■ **Goal**
Reproduce exactly the lines beginning with the line that contains "Would you say the asphalt" and ending at the final line of the material below.
## Start
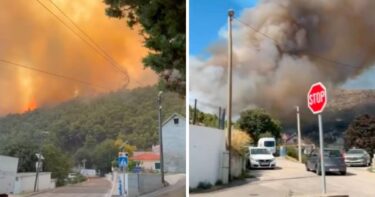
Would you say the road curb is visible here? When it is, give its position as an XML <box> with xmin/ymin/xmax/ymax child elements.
<box><xmin>292</xmin><ymin>194</ymin><xmax>349</xmax><ymax>197</ymax></box>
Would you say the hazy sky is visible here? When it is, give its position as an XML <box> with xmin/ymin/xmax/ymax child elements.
<box><xmin>0</xmin><ymin>0</ymin><xmax>157</xmax><ymax>115</ymax></box>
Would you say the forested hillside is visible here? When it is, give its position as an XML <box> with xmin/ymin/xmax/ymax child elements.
<box><xmin>0</xmin><ymin>87</ymin><xmax>185</xmax><ymax>184</ymax></box>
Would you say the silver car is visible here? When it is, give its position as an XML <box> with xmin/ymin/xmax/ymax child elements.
<box><xmin>345</xmin><ymin>148</ymin><xmax>371</xmax><ymax>166</ymax></box>
<box><xmin>305</xmin><ymin>149</ymin><xmax>346</xmax><ymax>175</ymax></box>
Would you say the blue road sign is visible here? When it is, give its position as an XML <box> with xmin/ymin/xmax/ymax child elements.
<box><xmin>133</xmin><ymin>166</ymin><xmax>142</xmax><ymax>173</ymax></box>
<box><xmin>117</xmin><ymin>156</ymin><xmax>128</xmax><ymax>167</ymax></box>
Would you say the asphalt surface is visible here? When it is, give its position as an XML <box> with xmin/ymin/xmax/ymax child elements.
<box><xmin>191</xmin><ymin>159</ymin><xmax>375</xmax><ymax>197</ymax></box>
<box><xmin>32</xmin><ymin>178</ymin><xmax>111</xmax><ymax>197</ymax></box>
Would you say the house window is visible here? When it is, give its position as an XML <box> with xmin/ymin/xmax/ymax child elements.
<box><xmin>173</xmin><ymin>118</ymin><xmax>179</xmax><ymax>124</ymax></box>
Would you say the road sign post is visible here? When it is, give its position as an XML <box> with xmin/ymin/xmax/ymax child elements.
<box><xmin>117</xmin><ymin>152</ymin><xmax>128</xmax><ymax>196</ymax></box>
<box><xmin>307</xmin><ymin>82</ymin><xmax>327</xmax><ymax>194</ymax></box>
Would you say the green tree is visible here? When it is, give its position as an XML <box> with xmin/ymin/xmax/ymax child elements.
<box><xmin>236</xmin><ymin>109</ymin><xmax>281</xmax><ymax>142</ymax></box>
<box><xmin>344</xmin><ymin>114</ymin><xmax>375</xmax><ymax>155</ymax></box>
<box><xmin>93</xmin><ymin>139</ymin><xmax>118</xmax><ymax>175</ymax></box>
<box><xmin>104</xmin><ymin>0</ymin><xmax>186</xmax><ymax>95</ymax></box>
<box><xmin>189</xmin><ymin>106</ymin><xmax>219</xmax><ymax>128</ymax></box>
<box><xmin>42</xmin><ymin>144</ymin><xmax>73</xmax><ymax>186</ymax></box>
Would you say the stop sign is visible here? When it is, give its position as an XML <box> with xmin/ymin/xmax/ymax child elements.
<box><xmin>307</xmin><ymin>82</ymin><xmax>327</xmax><ymax>114</ymax></box>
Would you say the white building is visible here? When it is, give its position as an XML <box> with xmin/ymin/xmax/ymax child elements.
<box><xmin>162</xmin><ymin>113</ymin><xmax>186</xmax><ymax>173</ymax></box>
<box><xmin>13</xmin><ymin>172</ymin><xmax>56</xmax><ymax>194</ymax></box>
<box><xmin>0</xmin><ymin>155</ymin><xmax>56</xmax><ymax>194</ymax></box>
<box><xmin>0</xmin><ymin>155</ymin><xmax>18</xmax><ymax>194</ymax></box>
<box><xmin>189</xmin><ymin>125</ymin><xmax>229</xmax><ymax>188</ymax></box>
## End
■ **Response**
Would you say the asphalt surface is visible here? When it is, give its position as an XML <box> with xmin/ymin/xmax/ymax child elements.
<box><xmin>191</xmin><ymin>159</ymin><xmax>375</xmax><ymax>197</ymax></box>
<box><xmin>32</xmin><ymin>178</ymin><xmax>111</xmax><ymax>197</ymax></box>
Would you say the house window is visible here? When it is, give its position as an XML <box> with xmin/ymin/xmax/ymax child elements.
<box><xmin>173</xmin><ymin>118</ymin><xmax>179</xmax><ymax>124</ymax></box>
Would you say the road sign post is visible here? When it is, give its position as an XML <box> with xmin/ymin/xmax/ymax child elements.
<box><xmin>117</xmin><ymin>152</ymin><xmax>128</xmax><ymax>196</ymax></box>
<box><xmin>307</xmin><ymin>82</ymin><xmax>327</xmax><ymax>194</ymax></box>
Would you say the green tree is visible here? When it is, give its position as an XML <box> with xmin/ymin/xmax/ymax child elements.
<box><xmin>236</xmin><ymin>109</ymin><xmax>281</xmax><ymax>142</ymax></box>
<box><xmin>344</xmin><ymin>114</ymin><xmax>375</xmax><ymax>155</ymax></box>
<box><xmin>93</xmin><ymin>139</ymin><xmax>118</xmax><ymax>175</ymax></box>
<box><xmin>104</xmin><ymin>0</ymin><xmax>186</xmax><ymax>95</ymax></box>
<box><xmin>189</xmin><ymin>106</ymin><xmax>219</xmax><ymax>128</ymax></box>
<box><xmin>42</xmin><ymin>144</ymin><xmax>73</xmax><ymax>186</ymax></box>
Would you say the stop sign is visible here? When it is, give its position as an XML <box> with xmin/ymin/xmax/ymax child elements.
<box><xmin>307</xmin><ymin>82</ymin><xmax>327</xmax><ymax>114</ymax></box>
Would you say the white building is visible here? When it is, give its position as an XML <box> with xmin/ymin/xmax/ymax child elements.
<box><xmin>162</xmin><ymin>113</ymin><xmax>186</xmax><ymax>173</ymax></box>
<box><xmin>13</xmin><ymin>172</ymin><xmax>56</xmax><ymax>194</ymax></box>
<box><xmin>0</xmin><ymin>155</ymin><xmax>56</xmax><ymax>194</ymax></box>
<box><xmin>0</xmin><ymin>155</ymin><xmax>18</xmax><ymax>194</ymax></box>
<box><xmin>189</xmin><ymin>125</ymin><xmax>229</xmax><ymax>188</ymax></box>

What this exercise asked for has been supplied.